[begin ENTRIES SHOWN]

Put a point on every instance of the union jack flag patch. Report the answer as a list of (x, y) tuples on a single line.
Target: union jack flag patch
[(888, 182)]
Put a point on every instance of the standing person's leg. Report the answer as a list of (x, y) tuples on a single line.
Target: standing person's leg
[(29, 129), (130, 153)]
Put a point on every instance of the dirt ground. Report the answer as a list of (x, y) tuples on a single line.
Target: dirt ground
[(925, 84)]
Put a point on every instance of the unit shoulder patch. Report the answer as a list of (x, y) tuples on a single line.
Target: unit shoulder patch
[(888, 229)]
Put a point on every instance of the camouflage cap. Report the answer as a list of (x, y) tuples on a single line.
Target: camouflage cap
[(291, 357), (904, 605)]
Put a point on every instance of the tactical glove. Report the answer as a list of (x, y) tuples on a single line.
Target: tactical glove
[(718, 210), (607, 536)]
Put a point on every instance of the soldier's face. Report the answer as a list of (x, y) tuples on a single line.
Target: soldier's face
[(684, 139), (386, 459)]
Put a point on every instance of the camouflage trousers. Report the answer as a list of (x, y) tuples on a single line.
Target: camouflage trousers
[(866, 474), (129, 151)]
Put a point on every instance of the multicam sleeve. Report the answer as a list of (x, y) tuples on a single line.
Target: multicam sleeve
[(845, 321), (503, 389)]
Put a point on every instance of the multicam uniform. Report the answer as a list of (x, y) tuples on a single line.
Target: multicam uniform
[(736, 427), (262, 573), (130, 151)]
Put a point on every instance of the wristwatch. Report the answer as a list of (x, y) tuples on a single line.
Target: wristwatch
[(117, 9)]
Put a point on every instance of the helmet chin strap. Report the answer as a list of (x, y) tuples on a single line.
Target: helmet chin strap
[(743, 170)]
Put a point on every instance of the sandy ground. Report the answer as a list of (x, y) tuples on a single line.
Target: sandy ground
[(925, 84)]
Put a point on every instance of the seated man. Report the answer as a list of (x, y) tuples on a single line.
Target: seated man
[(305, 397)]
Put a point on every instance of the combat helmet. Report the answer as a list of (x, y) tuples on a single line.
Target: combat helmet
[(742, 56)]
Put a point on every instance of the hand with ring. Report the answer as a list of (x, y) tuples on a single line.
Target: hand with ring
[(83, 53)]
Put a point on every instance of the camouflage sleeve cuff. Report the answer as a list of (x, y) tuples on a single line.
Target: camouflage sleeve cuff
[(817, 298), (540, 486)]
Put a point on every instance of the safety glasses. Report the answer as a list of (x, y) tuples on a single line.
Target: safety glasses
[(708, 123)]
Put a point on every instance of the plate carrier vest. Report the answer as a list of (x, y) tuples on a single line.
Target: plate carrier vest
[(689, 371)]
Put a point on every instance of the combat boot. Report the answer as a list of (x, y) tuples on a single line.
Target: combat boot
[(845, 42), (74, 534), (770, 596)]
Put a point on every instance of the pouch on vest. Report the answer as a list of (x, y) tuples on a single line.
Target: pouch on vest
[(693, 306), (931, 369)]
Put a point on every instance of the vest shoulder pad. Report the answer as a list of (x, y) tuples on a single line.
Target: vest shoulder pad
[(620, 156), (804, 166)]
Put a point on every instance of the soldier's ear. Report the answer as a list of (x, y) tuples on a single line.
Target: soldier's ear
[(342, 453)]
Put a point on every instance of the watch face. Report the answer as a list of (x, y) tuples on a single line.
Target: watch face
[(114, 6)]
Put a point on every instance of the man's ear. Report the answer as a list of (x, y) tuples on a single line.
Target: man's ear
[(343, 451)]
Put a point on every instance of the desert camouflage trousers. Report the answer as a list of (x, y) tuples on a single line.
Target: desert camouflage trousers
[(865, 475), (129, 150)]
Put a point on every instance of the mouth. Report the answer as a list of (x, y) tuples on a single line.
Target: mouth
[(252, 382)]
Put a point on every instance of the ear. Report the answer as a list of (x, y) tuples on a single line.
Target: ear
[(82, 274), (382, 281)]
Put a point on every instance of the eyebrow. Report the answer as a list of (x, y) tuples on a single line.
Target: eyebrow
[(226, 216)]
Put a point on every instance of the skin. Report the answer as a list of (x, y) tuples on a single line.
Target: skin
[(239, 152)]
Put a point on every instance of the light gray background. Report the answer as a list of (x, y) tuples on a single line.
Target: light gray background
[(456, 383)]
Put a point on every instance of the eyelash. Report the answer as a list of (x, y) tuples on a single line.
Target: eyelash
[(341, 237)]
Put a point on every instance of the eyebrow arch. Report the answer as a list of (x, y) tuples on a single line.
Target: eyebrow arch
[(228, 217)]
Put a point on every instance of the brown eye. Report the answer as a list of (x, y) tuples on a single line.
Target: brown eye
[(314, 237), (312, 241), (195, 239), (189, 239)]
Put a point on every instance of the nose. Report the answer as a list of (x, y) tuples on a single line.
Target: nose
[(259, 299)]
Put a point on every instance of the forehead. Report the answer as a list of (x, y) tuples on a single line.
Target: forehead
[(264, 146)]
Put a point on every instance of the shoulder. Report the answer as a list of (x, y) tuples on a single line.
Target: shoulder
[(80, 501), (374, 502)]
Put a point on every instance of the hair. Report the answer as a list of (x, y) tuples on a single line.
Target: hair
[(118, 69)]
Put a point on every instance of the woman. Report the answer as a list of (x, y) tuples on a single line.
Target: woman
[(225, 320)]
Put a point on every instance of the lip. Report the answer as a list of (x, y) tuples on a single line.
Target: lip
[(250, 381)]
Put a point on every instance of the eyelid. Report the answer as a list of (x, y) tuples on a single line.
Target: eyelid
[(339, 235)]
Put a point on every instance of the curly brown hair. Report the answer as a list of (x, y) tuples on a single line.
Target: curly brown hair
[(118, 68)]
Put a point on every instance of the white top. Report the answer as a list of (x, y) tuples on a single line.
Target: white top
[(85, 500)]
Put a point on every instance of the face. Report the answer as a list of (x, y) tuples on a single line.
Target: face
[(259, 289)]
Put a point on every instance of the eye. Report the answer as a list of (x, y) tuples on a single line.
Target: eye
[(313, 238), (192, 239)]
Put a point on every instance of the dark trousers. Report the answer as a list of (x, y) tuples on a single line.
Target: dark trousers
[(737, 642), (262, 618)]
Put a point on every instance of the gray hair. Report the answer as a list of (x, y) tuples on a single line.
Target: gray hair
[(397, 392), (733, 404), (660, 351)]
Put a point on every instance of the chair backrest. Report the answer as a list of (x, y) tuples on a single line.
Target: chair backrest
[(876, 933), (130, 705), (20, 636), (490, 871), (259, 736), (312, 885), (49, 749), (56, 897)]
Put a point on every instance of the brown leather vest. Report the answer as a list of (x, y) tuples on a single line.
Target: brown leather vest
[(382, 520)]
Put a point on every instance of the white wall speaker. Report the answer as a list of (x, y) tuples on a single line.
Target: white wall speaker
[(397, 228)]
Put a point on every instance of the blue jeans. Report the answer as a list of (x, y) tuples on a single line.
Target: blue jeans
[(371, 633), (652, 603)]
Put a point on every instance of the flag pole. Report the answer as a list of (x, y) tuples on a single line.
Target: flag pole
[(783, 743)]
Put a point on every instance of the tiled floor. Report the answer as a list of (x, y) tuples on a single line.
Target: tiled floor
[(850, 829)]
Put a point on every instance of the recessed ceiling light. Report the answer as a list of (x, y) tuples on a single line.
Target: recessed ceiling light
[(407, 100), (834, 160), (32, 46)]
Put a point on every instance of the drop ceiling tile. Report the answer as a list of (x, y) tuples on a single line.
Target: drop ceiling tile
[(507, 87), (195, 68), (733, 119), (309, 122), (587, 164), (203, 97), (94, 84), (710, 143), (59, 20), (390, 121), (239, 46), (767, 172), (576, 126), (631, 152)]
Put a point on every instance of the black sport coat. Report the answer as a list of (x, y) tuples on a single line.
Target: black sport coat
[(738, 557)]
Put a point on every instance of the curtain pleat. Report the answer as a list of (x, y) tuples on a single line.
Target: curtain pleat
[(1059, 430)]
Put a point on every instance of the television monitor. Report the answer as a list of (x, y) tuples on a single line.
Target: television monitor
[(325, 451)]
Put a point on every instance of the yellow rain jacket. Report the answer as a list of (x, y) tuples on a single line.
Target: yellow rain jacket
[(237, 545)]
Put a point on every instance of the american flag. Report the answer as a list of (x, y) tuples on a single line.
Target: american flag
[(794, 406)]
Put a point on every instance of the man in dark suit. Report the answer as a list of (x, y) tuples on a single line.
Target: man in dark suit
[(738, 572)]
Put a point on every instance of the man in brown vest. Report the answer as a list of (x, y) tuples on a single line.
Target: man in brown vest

[end ENTRIES SHOWN]

● SHORT TASK
Rewrite the stretch from the start of the data through the line containing "[(888, 182)]", swapping "Put a point on" for "Mark" and leaving everything else unchanged. Give only those lines.

● ANSWER TO THIS EXERCISE
Mark every instance of the union jack flag patch. Report the answer as a list of (x, y) tuples on a single line.
Target: union jack flag patch
[(888, 182)]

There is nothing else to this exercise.